EXTRACTED TEXT:
****************************************

Rough weather sailing gear is essential if you're planning on being on a yacht throughout the winter - and even in the summertime. The thing about weather is that it can change rapidly, and if you're out on the open ocean, chances are you're going to feel the true force of what Mother Nature can really do. It can be brutal to say the least. However, if you're prepared and have all the necessary clothing and equipment, your experience will be far more positive and actually enjoyable.
It's all about keeping the body protected from the elements. This can be the outside temperature, rain, hail, saltwater and the wind (chill factor). Rough weather sailing gear consists of heavy-duty jackets, smocks, trousers and drysuits. Each item of clothing is basically a shell designed to keep water off your body and act as a barrier between the wind and your skin. These days, due to technological material advancements, rough weather sailing gear is extremely 'high-performance' allowing you to have complete freedom with your movement whilst also being exceptionally comfortable. However, rough weather sailing gear is not insulated. Your warmth will be determined by how well you layer underneath. Click here for more information on layering.
Unlike layers, that are meant to fit pretty tightly, rough weather sailing gear is generally looser, allowing for more freedom of movement. The length of your sleeve should cover your palms when your arms are resting beside your body. This may seem a little odd at first, but the reason behind it, is that it allows you to raise and move your arms when you have multiple layers on underneath - and when it comes to sailing, you're going to be moving a lot! However, if you don't like the feel of your sleeves covering your palms, you can tighten the Velcro in order to keep the sleeve above your wrist.
The length of your trousers will be similar for the same reason. When you're ocean sailing or racing, you'll be required to move around the deck quite often, and you'll also be made to crouch and sit down. You need to have enough space/movement within your trousers to allow this to happen. There will be Velcro straps at your ankles to tighten, so your trousers don't engulf your shoes and become a safety hazard.
According to APS (Annapolis Performance Sailing) there are seven (7) categories of rough weather sailing gear:
- Light inshore
- Buoy racing
- Dinghy racing
When it comes to 'proper' rough weather, the ocean and offshore categories are the two most important, in terms of having the appropriate sailing gear.
There are slight differences between the two. Offshore gear can be defined as the following:
- A full coverage hood that had adjustments to mold to your face to keep water out.
- Reflective tapes across the jacket.
- High collars with far greater front storm flaps that are able to be adjusted.

****************************************

(Saved entries)
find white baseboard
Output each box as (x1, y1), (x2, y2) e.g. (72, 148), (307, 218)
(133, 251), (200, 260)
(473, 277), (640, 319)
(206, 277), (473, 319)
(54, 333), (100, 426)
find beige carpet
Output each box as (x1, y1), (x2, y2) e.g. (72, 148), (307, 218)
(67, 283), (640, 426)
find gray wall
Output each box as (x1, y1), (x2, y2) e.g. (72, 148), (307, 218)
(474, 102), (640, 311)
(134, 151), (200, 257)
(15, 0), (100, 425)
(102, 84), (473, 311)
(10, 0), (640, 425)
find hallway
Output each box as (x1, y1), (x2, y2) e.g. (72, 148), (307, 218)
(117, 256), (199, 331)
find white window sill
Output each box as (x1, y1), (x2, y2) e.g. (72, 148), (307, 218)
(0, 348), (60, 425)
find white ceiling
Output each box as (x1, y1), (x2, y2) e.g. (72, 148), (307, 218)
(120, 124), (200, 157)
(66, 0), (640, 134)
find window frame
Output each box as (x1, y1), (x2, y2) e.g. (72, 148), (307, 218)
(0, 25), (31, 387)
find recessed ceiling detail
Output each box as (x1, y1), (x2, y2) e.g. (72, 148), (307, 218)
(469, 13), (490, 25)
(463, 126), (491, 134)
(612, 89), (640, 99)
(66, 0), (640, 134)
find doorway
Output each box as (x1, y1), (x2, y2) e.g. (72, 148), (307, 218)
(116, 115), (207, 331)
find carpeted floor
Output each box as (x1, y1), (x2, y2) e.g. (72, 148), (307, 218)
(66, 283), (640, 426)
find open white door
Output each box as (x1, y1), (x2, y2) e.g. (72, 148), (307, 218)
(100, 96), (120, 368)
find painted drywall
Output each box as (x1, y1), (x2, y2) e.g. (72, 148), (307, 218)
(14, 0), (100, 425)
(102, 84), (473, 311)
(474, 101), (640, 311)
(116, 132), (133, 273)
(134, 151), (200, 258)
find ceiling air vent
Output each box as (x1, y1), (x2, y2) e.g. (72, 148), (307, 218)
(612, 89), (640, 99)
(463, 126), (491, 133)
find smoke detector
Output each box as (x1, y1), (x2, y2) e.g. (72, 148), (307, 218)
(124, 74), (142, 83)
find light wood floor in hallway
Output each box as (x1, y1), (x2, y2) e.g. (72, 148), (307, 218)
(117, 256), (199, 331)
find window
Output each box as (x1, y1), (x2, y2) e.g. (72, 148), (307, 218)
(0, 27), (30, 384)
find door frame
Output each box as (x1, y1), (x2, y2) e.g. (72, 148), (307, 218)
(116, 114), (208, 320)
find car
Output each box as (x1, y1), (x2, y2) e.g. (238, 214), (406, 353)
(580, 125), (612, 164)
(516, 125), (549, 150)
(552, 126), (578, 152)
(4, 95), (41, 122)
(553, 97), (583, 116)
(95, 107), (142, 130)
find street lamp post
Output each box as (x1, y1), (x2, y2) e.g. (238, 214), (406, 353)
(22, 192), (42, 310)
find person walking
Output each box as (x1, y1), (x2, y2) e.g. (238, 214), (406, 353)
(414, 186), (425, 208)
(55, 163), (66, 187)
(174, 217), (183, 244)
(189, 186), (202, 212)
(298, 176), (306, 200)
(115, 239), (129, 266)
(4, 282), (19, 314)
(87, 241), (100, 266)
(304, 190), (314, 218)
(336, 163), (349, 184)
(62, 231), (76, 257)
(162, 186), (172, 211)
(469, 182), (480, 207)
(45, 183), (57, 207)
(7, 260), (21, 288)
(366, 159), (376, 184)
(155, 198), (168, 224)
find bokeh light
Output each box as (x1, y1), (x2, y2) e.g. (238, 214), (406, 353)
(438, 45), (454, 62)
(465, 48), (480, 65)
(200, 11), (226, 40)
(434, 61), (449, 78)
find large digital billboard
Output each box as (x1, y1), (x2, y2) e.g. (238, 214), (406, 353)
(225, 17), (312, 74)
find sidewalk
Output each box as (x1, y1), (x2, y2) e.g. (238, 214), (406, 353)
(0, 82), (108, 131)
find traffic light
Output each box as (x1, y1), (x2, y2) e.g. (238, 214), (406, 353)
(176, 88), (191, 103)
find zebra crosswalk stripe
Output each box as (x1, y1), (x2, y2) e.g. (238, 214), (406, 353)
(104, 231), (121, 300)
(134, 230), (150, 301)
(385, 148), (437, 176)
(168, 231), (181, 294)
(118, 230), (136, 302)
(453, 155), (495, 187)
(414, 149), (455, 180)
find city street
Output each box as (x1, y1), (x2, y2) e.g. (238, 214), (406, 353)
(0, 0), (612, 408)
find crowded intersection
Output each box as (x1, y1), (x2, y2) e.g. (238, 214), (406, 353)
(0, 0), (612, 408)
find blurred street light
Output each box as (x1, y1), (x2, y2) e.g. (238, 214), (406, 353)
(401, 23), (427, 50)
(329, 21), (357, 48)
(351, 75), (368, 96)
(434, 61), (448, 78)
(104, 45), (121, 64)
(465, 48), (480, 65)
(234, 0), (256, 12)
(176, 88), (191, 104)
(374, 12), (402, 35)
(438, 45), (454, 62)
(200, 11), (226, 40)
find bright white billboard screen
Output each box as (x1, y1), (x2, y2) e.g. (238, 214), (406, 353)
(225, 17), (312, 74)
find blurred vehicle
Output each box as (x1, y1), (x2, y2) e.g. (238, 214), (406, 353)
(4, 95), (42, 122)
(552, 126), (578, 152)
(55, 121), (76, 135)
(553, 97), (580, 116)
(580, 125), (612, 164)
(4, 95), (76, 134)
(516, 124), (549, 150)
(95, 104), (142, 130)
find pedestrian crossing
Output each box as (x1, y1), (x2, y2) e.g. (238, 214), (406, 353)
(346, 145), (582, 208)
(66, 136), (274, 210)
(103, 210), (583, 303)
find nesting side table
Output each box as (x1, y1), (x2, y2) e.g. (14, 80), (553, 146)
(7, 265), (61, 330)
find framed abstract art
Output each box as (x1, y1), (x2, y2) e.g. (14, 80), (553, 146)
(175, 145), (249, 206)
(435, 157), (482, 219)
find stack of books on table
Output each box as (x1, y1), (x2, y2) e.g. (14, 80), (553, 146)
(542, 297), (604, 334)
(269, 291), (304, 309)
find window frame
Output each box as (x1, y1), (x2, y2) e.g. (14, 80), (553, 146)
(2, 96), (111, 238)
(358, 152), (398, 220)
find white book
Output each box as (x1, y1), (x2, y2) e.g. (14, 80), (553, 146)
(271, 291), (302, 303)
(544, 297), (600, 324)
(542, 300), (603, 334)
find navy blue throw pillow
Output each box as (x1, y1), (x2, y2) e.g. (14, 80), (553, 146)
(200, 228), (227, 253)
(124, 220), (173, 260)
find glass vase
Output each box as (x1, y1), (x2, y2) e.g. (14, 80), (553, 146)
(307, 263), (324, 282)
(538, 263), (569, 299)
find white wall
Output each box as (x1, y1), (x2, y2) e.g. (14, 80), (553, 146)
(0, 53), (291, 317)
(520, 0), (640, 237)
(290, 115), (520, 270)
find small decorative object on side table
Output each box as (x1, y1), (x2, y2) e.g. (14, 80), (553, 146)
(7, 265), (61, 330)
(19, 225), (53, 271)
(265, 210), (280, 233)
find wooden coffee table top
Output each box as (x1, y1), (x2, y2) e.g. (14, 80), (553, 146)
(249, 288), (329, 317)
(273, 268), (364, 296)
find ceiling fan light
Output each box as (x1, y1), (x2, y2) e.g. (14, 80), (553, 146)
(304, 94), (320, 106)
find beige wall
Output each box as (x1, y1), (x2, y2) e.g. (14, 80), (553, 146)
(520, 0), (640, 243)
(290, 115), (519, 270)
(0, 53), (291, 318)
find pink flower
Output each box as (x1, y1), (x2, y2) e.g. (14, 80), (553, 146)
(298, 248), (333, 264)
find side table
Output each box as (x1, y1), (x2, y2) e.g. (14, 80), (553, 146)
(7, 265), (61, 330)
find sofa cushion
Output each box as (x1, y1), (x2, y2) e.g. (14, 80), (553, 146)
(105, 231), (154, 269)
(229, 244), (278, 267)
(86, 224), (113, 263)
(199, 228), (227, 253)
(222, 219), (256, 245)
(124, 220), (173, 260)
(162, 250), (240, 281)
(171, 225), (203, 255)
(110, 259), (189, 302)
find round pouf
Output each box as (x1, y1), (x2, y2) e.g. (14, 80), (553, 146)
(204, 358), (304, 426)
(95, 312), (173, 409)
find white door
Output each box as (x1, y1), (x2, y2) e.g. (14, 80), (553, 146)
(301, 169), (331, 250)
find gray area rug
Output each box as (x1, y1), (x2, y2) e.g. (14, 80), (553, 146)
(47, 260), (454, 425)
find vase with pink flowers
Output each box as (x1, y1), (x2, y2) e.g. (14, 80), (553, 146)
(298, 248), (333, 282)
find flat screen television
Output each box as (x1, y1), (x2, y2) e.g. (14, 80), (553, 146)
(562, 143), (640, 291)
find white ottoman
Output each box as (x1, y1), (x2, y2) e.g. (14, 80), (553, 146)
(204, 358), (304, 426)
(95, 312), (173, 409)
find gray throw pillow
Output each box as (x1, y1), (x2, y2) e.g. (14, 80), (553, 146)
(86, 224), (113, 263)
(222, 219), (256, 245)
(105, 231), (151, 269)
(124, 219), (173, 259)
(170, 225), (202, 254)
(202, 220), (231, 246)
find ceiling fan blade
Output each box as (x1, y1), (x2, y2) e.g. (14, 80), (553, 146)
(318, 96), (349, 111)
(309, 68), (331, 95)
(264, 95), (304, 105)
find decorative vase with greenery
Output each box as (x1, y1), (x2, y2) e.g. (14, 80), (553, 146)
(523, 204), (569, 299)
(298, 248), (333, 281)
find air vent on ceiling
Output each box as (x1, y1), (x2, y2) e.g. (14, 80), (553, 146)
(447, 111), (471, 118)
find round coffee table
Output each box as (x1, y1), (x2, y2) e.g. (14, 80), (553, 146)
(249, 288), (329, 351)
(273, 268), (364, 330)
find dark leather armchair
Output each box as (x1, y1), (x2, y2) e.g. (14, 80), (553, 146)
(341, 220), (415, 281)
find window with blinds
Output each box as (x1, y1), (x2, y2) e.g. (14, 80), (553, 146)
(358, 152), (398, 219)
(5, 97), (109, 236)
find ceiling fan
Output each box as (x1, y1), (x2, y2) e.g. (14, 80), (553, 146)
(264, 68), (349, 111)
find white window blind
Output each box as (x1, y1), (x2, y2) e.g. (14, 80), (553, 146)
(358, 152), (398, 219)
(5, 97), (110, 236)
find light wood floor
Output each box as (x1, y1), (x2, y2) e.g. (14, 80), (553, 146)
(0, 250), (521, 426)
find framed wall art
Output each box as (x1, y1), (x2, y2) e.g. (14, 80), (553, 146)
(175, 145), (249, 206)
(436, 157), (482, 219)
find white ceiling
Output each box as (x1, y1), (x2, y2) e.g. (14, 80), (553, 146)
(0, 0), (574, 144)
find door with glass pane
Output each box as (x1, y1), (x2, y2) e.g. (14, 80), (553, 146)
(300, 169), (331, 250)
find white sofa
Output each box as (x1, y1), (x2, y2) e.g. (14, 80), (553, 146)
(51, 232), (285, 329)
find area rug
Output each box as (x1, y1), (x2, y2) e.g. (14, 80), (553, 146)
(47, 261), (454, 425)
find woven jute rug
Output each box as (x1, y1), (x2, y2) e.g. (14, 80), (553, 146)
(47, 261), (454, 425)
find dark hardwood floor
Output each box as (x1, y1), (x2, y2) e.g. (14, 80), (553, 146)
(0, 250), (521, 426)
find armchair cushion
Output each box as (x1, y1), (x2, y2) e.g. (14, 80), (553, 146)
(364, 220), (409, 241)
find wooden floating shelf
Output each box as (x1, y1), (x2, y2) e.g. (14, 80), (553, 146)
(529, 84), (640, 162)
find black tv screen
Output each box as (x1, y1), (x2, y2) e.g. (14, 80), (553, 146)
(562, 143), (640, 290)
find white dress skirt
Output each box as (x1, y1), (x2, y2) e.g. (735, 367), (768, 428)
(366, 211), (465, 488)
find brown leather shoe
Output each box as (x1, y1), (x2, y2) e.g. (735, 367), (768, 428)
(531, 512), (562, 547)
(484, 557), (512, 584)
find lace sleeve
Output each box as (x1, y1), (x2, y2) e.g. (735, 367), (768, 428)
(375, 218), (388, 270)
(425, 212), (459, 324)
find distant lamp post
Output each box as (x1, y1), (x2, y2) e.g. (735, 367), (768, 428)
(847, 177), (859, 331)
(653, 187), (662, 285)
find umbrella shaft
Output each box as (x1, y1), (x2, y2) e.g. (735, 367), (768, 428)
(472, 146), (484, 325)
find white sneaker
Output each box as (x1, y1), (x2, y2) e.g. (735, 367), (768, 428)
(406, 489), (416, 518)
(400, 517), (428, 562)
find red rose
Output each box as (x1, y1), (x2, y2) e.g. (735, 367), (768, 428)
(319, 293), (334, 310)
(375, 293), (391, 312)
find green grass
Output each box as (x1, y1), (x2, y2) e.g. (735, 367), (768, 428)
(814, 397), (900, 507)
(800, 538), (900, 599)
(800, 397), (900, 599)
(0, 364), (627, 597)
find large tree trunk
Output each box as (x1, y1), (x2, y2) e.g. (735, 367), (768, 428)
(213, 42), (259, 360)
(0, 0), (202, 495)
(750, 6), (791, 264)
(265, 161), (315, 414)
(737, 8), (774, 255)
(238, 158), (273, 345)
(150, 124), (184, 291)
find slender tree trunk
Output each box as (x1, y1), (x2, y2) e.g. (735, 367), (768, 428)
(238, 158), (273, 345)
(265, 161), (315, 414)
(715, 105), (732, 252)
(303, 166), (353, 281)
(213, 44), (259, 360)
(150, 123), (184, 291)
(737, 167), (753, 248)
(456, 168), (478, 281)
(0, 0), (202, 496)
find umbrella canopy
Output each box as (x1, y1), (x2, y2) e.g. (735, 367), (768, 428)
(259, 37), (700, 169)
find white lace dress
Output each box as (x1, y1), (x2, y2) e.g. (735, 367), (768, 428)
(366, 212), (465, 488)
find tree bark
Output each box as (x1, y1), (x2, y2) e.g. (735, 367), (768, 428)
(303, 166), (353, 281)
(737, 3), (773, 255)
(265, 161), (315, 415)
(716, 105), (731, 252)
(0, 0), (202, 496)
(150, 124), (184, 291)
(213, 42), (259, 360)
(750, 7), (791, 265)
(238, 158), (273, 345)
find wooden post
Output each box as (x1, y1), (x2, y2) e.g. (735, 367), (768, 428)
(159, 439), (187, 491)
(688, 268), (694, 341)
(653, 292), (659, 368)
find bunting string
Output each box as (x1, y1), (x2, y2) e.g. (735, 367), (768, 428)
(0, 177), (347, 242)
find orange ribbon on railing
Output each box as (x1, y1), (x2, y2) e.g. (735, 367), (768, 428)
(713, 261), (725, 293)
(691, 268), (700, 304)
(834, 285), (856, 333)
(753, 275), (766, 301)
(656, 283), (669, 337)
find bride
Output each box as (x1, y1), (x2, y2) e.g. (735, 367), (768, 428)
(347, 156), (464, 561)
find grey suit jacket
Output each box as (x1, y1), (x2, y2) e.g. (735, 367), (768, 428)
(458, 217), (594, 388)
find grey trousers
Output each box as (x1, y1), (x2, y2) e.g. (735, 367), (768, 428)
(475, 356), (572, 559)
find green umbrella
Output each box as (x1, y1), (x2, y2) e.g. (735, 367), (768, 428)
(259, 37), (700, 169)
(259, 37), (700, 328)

****************************************

Answer these questions about the sailing gear text:
(a) What should the sleeves cover when your arms rest beside your body?
(b) What keeps the trousers from engulfing your shoes?
(c) Which two categories matter most for proper rough weather?

(a) Your palms.
(b) Velcro straps at the ankles.
(c) The ocean and offshore categories.